**Work request:** Starting at the top of the entries, restate word for word each line up to and including the one with "Reviewer note: confirm that each instance of the performer".

══ Data supplied ══

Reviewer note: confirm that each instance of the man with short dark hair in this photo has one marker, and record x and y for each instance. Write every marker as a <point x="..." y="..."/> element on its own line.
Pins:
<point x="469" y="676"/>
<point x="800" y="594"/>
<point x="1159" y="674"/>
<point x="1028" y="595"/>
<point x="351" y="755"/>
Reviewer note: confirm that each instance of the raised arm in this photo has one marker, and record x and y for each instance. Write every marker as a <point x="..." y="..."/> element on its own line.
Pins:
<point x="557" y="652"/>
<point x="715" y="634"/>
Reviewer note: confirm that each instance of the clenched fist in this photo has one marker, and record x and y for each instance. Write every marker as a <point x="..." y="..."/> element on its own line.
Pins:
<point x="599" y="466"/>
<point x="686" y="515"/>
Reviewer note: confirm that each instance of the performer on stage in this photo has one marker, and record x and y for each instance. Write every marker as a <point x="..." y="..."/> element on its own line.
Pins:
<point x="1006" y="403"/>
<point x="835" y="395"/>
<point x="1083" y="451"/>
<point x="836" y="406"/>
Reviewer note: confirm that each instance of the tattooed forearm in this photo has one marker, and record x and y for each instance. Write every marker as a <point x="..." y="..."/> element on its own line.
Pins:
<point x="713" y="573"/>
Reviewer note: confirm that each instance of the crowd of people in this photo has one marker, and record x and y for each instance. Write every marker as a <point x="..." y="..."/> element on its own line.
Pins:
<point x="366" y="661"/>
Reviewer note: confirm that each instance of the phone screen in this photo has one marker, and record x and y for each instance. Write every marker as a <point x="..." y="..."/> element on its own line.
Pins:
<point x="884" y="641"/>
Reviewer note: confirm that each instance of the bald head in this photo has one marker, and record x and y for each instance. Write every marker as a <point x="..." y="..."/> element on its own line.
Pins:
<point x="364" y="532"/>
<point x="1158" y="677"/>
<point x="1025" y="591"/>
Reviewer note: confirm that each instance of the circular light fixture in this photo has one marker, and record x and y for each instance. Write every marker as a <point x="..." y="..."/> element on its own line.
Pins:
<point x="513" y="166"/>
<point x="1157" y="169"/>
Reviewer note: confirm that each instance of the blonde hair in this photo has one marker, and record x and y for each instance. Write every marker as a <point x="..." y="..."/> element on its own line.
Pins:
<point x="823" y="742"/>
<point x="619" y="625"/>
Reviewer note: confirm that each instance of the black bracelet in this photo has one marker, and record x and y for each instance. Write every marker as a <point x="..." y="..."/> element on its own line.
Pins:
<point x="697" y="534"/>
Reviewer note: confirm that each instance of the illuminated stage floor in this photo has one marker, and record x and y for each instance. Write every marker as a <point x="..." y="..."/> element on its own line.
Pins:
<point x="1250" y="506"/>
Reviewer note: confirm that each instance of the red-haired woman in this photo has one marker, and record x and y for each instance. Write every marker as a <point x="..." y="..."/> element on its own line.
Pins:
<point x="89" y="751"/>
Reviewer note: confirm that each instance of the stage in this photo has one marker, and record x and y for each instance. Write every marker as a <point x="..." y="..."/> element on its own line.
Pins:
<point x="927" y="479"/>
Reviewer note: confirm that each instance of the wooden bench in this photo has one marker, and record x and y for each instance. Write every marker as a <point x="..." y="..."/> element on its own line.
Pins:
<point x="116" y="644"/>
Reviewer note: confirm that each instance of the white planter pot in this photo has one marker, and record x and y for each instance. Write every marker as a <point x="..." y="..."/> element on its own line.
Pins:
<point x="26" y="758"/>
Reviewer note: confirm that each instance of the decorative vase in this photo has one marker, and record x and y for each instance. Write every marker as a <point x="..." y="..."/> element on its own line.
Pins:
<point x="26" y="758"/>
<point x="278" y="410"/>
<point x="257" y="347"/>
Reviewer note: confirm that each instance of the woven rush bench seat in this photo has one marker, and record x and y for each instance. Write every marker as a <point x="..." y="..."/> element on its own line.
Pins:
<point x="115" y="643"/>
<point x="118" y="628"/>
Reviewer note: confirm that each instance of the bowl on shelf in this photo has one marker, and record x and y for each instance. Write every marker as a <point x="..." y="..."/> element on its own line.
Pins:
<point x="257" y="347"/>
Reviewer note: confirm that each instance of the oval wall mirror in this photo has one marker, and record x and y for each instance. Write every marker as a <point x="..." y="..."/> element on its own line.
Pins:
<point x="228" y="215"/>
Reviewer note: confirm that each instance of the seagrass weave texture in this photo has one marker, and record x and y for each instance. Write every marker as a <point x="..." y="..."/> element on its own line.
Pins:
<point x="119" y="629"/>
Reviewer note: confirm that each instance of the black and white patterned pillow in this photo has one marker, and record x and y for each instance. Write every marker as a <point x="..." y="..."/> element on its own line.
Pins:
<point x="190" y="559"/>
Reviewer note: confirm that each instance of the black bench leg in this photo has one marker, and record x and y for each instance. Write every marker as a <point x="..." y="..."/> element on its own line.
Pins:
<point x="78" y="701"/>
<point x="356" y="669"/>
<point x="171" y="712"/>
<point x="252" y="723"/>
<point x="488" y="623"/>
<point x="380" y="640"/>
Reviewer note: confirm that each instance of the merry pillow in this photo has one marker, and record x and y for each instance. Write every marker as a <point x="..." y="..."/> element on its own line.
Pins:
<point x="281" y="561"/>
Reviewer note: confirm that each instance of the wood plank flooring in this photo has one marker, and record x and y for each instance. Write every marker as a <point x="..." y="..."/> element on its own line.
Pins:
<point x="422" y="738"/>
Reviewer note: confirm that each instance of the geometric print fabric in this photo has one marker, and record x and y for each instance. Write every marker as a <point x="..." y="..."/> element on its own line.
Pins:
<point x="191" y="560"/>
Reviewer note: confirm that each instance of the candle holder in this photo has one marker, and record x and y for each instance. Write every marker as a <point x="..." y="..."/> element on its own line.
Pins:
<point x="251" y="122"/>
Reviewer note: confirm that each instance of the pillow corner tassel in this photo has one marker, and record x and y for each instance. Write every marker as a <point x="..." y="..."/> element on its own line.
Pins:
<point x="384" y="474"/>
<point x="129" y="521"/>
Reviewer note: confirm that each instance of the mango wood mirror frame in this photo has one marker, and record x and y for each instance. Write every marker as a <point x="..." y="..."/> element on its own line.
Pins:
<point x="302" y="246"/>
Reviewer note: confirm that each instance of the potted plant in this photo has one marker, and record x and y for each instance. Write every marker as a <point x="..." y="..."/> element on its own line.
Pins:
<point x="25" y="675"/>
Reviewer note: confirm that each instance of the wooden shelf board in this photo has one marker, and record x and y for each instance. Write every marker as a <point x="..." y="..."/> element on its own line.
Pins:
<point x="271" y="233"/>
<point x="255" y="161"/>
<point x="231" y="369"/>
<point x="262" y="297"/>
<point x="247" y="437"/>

═══

**Your solution:**
Reviewer note: confirm that each instance of the man with short dark hair in this photo has one marker, and record x and y for each instance. Write every marker as a <point x="..." y="..."/> element on its own line.
Pins:
<point x="469" y="676"/>
<point x="800" y="594"/>
<point x="1159" y="674"/>
<point x="1028" y="595"/>
<point x="351" y="755"/>
Reviewer note: confirm that each instance of the raised arm in this photo has one marker, and record x and y for each instance. Write every marker as a <point x="..." y="..."/> element on its own line.
Pins:
<point x="557" y="652"/>
<point x="715" y="634"/>
Reviewer note: confirm that each instance of the clenched fist in this photo has one marker, and record x and y for each instance. Write every marker as a <point x="..." y="..."/> element on its own line.
Pins:
<point x="599" y="466"/>
<point x="686" y="515"/>
Reviewer note: confirm that each instance of the performer on stage in this photo has one marker, and record x and y for each instance. Write every marker as a <point x="..." y="..."/> element on its own line.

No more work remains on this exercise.